• _SELECTED EXTRACT_:
++++++++++
Luzerne County Council faced with rare windfall to allocate



It’s a windfall like no others for Luzerne County government: $ 112.89 million in federal American Rescue Plan funding with no local match required.

County council members are set to start discussing how this money may be spent Tuesday, with a work session presentation from the administration on types of projects that may be selected under the preliminary federal guidelines.

The lengthy menu of options may include allocations for the Wyoming Valley Levee flood control system along the Susquehanna River, projects involving stormwater and earmarks for tourism and small businesses.

A final federal determination on how the American Rescue money can be spent is not expected until late August or early September.

Councilman Stephen J. Urban touched on the funding opportunity during a council meeting in June, saying the county should invest the money on something with lasting impact instead of a “short-term shot in the arm.”

Urban suggested separating combined stormwater / sewer lines, arguing the move could lower sewer bills for county residents by reducing the volume of wastewater that must be treated.
++++++++++
• _EXERCISES TO COMPLETE_:
a. According to the article on Luzerne County's federal windfall, when is a final federal determination on how the American Rescue money can be spent expected?
b. Decide whether each statement agrees with the article on Luzerne County's federal windfall, answering yes or no and quoting the deciding words: (i) The county must provide a local match to receive the funding. (ii) Stephen J. Urban raised the funding opportunity at a council meeting in June. (iii) Urban proposed separating combined stormwater and sewer lines.
c. Proceed with the article on Luzerne County's federal windfall, picking up after its last sentence.

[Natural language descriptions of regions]
++++++++++
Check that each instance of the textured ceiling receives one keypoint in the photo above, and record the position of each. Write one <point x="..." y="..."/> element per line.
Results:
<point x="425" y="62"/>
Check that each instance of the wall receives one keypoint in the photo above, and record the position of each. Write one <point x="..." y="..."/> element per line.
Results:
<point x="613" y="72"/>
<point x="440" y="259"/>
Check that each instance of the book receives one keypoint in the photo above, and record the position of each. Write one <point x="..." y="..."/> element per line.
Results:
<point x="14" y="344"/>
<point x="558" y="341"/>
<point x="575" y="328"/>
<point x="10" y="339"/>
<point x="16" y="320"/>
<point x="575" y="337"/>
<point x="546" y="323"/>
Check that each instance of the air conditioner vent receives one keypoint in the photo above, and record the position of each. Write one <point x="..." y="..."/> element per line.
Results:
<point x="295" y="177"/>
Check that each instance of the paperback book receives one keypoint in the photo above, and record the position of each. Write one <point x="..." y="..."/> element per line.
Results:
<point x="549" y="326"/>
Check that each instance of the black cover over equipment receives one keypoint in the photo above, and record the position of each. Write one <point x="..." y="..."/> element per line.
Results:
++++++++++
• _EXERCISE RESULTS_:
a. Late August or early September.

b.
(i) No: "with no local match required."
(ii) Yes: "touched on the funding opportunity during a council meeting in June"
(iii) Yes: "Urban suggested separating combined stormwater / sewer lines"

c.
“I think we need to think broader and look at something bigger-picture wise that could be longer lasting, because this is one-time money,” Urban told his colleagues. “It is an acceptable use, I think, to separate sewer water from rain water, and I think it would have a bigger impact on people’s household bills if we could go down that road.”

In contrast, Councilman Harry Haas wants his colleagues to act now and use what has been estimated at as much as $ 44 million to provide a temporary, partial two-year homestead real estate tax refund to owner-occupied primary residences.

Haas is seeking a vote Tuesday on introduction of an ordinance to provide the homestead. A majority council vote would be required at a subsequent meeting for the ordinance to take effect.

Council Chairman Tim McGinley said Monday he personally believes any proposed votes locking in use of the funds should be tabled until council identifies and considers all suggestions and receives final guidance from the federal government to guarantee its selections are permissible.

The county also has time to make an informed decision, he said.

American Rescue funding recipients must commit to a plan for their money by December 2024 and spend the funds by December 2026, the county budget / finance division said.

But Haas told fellow members he wants to get his ordinance passed now so the county can “start helping folks.” He has less than six months remaining on council due to a three-term limit under the county’s home rule charter.

County Budget / Finance Division Head Brian Swetz told council there are “quite a lot of worthy projects” to be discussed by council and the administration in coming months.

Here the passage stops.